Coordinate annotation records:
>> START
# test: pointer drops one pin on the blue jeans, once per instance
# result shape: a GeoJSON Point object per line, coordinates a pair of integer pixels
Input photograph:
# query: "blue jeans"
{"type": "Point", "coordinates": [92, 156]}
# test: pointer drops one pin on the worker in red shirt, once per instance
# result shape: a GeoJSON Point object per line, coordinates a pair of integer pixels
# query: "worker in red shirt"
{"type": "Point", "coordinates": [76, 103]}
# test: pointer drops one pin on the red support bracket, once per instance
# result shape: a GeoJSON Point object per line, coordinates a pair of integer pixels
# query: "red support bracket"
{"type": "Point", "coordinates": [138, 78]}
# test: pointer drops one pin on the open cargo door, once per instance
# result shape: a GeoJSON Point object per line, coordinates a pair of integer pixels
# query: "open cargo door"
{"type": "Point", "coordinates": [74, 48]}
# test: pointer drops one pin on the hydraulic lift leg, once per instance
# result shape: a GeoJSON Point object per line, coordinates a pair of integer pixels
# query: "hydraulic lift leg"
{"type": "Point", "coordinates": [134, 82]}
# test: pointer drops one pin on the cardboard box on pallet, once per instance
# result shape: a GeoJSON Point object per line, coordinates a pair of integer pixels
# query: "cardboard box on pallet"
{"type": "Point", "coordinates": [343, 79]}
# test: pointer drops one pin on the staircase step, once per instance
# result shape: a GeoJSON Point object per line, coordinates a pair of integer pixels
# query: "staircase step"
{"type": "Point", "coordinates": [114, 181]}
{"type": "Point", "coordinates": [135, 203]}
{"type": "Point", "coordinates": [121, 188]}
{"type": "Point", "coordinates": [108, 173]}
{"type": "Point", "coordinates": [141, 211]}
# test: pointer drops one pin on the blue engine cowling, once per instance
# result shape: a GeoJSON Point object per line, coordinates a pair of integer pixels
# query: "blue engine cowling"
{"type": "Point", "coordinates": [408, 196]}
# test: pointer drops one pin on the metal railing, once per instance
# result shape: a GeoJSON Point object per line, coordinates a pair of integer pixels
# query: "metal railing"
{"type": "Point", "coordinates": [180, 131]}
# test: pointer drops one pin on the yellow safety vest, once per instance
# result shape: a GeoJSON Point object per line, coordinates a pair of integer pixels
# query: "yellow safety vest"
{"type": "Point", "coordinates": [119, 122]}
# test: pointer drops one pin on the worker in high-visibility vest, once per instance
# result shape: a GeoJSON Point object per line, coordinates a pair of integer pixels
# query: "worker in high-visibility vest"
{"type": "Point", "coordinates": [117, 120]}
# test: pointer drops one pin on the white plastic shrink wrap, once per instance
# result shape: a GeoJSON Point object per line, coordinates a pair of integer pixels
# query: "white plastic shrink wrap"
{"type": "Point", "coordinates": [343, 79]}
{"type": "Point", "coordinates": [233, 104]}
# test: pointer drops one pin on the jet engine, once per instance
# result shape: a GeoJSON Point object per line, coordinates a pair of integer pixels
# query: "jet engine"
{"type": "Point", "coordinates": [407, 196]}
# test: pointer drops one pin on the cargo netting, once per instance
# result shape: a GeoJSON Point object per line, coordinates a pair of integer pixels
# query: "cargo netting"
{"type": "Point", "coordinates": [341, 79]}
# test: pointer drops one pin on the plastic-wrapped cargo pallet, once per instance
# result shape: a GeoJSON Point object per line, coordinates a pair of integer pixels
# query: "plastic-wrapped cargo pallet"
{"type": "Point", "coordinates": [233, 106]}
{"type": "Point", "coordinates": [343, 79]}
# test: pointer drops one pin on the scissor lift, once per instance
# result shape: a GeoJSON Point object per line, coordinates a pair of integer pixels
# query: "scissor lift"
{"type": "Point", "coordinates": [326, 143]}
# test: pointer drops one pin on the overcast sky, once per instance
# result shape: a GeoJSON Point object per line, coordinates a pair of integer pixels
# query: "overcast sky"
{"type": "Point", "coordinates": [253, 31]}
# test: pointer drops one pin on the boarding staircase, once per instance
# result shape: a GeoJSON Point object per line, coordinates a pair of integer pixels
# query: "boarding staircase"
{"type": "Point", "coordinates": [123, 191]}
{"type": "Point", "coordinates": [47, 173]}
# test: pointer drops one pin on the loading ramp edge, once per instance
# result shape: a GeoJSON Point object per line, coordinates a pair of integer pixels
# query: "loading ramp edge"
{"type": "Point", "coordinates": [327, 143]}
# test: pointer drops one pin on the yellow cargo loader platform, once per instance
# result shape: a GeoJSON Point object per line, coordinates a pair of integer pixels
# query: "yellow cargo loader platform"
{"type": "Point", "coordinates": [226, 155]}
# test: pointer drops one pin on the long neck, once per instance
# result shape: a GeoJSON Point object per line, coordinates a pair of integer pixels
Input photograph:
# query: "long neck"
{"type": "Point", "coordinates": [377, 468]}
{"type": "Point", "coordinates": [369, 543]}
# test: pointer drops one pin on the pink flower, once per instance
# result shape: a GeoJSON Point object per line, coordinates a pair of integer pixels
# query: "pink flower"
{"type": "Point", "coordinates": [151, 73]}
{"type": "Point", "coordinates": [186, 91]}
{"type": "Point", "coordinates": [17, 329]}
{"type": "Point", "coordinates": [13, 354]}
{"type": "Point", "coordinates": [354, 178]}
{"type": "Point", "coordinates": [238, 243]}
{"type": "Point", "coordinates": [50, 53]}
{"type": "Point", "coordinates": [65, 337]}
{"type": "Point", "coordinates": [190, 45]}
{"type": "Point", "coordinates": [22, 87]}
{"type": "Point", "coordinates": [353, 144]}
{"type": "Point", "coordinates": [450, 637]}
>> END
> _Given request_
Substitute "pink blossom" for every "pink flower" in everything from "# test: pointer drops one pin on the pink" down to the end of the records. Return only those lines, with everything else unchanged.

> _Solution for this task_
# test: pointer drops one pin on the pink blossom, once per instance
# result shape: a GeoJSON Point object per line, coordinates a pair of integer pixels
# query: "pink blossom"
{"type": "Point", "coordinates": [151, 73]}
{"type": "Point", "coordinates": [186, 91]}
{"type": "Point", "coordinates": [17, 329]}
{"type": "Point", "coordinates": [13, 354]}
{"type": "Point", "coordinates": [354, 178]}
{"type": "Point", "coordinates": [238, 243]}
{"type": "Point", "coordinates": [50, 53]}
{"type": "Point", "coordinates": [65, 337]}
{"type": "Point", "coordinates": [190, 45]}
{"type": "Point", "coordinates": [22, 87]}
{"type": "Point", "coordinates": [353, 144]}
{"type": "Point", "coordinates": [450, 637]}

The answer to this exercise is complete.